FRAGMENTO DE ORIGEN —
------------------------------------
No sé muy bien por
dónde empezar esta historia: no sé si el principio existe ahora, si
existió alguna vez, o está por existir. Si tuviera que empezar por
los motivos, y pensando siempre en un texto de mi amiga Pepu,
volvería a encontrarme con la pregunta que la gente me hace desde
hace meses, para la cual aún no tengo respuesta:
-Pero... ¿para qué
viajás? ¿Vas por estudio, por trabajo?
No. Ninguna de las
dos. Ninguno de todos los intentos de definir los por qué de esta
aventura, las razones de querer salir de viaje al otro lado del
océano, las ganas de decir “ahora estoy acá, ayer estuve allá,
mañana quizás en otro lado, pero siempre está bien”.
Hace poco, mi
abuela de 96 años, que no se acordaba de cómo me llamo, me preguntó
si estaba de vacaciones. Después de dudar unos segundos le dije que
sí, y enseguida me preguntó cuánto tiempo tenía. Ahí dudé un
poco más, y no supe cómo explicarle que en realidad a partir de
este momento no sé cuándo terminan mis vacaciones, que pronto me
voy de viaje y todavía no tengo idea de dónde voy a vivir ni qué
trabajo voy a encontrar; que tampoco estoy muy segura de que ese
trabajo sea el fin de mis “vacaciones”, y que no me había
percatado de todo eso hasta el momento en que me hizo la pregunta. Es
que en realidad, abuela... ¿Cómo te explico?
------------------------------------
DATOS PROPORCIONADOS —
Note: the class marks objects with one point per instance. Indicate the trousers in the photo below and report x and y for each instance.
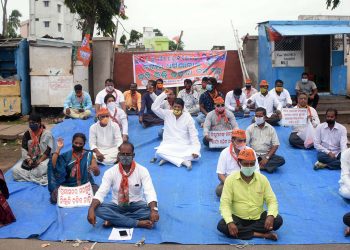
------------------------------------
OBJETIVO — Edita el fragmento sobre el viaje: reprodúcelo empezando por "No sé muy bien" y siguiendo hasta "estudio, por trabajo?", con "amiga" sustituido por "compañera". El listado procede de otra fuente distinta.

RESPUESTA —
No sé muy bien por
dónde empezar esta historia: no sé si el principio existe ahora, si
existió alguna vez, o está por existir. Si tuviera que empezar por
los motivos, y pensando siempre en un texto de mi compañera Pepu,
volvería a encontrarme con la pregunta que la gente me hace desde
hace meses, para la cual aún no tengo respuesta:
-Pero... ¿para qué
viajás? ¿Vas por estudio, por trabajo?